Required task 1 | Turn the rows below into a JSON list of strings, one string per line, skipping blank lines. Include only the rows from the one containing "Mark one point per instance of the red" down to the one containing "x=420, y=105", with both of those rows included.

Solidarity for African Women's Rights (SOAWR) is a coalition of 63 civil society organisations working across 32 African countries to protect women's rights. Established in 2004, SOAWR works to protect the rights of girls and women as articulated in the Protocol to the African Charter on the Rights of Women in Africa (“The Maputo Protocol”).

The Coalition has five main aims:

 To contribute to the accelerated ratification of the Protocol in non-ratifying states.
 To support the implementation of the Protocol in ratifying states.
 To implement tracking and documentation mechanisms at the national and sub- regional levels.
 To strengthen national community mobilisation efforts to popularise and use the Protocol.
 To enhance conceptual clarity of coalition members around advocating for the Protocol.

Achievements 
The group has multiple achievements::

 Conducted an advocacy campaign that brought the Protocol into force 18 months after its adoption by AU Heads of State, the shortest interval for a human rights instrument to come into force in the AU.
 Used a mobile phone campaign ‘Text now 4 women’s rights’ to popularise the Protocol, enabling thousands of African phone users to join the campaign and be updated on ratification. It held press conferences, television and radio interviews and issued press releases.
 Enlisting 36 out of 54 AU state parties to support the Protocol, over 50% of eligible countries.

Given information |

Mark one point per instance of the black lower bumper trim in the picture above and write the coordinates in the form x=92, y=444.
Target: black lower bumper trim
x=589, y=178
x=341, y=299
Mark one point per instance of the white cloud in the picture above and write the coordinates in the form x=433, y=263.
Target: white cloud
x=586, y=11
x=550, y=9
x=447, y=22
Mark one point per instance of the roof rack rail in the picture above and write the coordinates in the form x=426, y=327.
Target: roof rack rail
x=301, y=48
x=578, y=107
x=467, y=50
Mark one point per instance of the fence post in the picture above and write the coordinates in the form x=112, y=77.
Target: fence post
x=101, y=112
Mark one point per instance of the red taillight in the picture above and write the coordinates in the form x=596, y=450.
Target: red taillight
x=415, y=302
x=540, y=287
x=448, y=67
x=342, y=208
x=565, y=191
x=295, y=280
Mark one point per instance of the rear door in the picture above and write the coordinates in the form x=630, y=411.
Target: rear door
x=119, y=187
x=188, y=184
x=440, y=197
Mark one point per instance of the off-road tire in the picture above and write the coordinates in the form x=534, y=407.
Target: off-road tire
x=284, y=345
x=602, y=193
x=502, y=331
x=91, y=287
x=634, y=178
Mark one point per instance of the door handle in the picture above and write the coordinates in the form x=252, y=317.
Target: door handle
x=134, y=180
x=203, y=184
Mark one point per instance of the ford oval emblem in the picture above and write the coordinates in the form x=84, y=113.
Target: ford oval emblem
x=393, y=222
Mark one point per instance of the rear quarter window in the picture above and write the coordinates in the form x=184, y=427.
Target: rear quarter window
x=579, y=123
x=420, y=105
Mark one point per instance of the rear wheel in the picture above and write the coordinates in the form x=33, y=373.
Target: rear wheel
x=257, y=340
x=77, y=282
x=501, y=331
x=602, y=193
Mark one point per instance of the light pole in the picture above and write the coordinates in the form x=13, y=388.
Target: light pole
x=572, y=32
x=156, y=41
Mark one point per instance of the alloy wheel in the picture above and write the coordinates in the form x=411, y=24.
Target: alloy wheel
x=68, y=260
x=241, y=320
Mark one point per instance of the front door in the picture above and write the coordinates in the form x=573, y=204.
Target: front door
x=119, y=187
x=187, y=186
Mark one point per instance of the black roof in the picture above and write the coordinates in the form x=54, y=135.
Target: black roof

Required task 2 | Reproduce the passage on the SOAWR coalition above word for word, in full.

Full response 1 |
[
  "Mark one point per instance of the red taillight in the picture above and write the coordinates in the form x=596, y=450.",
  "Target: red taillight",
  "x=415, y=302",
  "x=540, y=287",
  "x=448, y=67",
  "x=342, y=208",
  "x=565, y=191",
  "x=295, y=280",
  "Mark one point per instance of the rear door in the picture above and write the coordinates in the form x=630, y=411.",
  "Target: rear door",
  "x=119, y=187",
  "x=188, y=184",
  "x=440, y=197",
  "Mark one point per instance of the off-road tire in the picture above and write the coordinates in the form x=534, y=407.",
  "Target: off-road tire",
  "x=284, y=345",
  "x=602, y=193",
  "x=502, y=331",
  "x=91, y=287",
  "x=634, y=178",
  "Mark one point per instance of the door handle in the picture above and write the coordinates in the form x=252, y=317.",
  "Target: door handle",
  "x=134, y=180",
  "x=203, y=184",
  "Mark one point per instance of the ford oval emblem in the picture above and write the coordinates in the form x=84, y=113.",
  "Target: ford oval emblem",
  "x=393, y=222",
  "Mark one point per instance of the rear quarter window in the picture above and write the coordinates in the form x=184, y=427.",
  "Target: rear quarter window",
  "x=579, y=123",
  "x=420, y=105"
]

Full response 2 |
Solidarity for African Women's Rights (SOAWR) is a coalition of 63 civil society organisations working across 32 African countries to protect women's rights. Established in 2004, SOAWR works to protect the rights of girls and women as articulated in the Protocol to the African Charter on the Rights of Women in Africa (“The Maputo Protocol”).

The Coalition has five main aims:

 To contribute to the accelerated ratification of the Protocol in non-ratifying states.
 To support the implementation of the Protocol in ratifying states.
 To implement tracking and documentation mechanisms at the national and sub- regional levels.
 To strengthen national community mobilisation efforts to popularise and use the Protocol.
 To enhance conceptual clarity of coalition members around advocating for the Protocol.

Achievements 
The group has multiple achievements::

 Conducted an advocacy campaign that brought the Protocol into force 18 months after its adoption by AU Heads of State, the shortest interval for a human rights instrument to come into force in the AU.
 Used a mobile phone campaign ‘Text now 4 women’s rights’ to popularise the Protocol, enabling thousands of African phone users to join the campaign and be updated on ratification. It held press conferences, television and radio interviews and issued press releases.
 Enlisting 36 out of 54 AU state parties to support the Protocol, over 50% of eligible countries.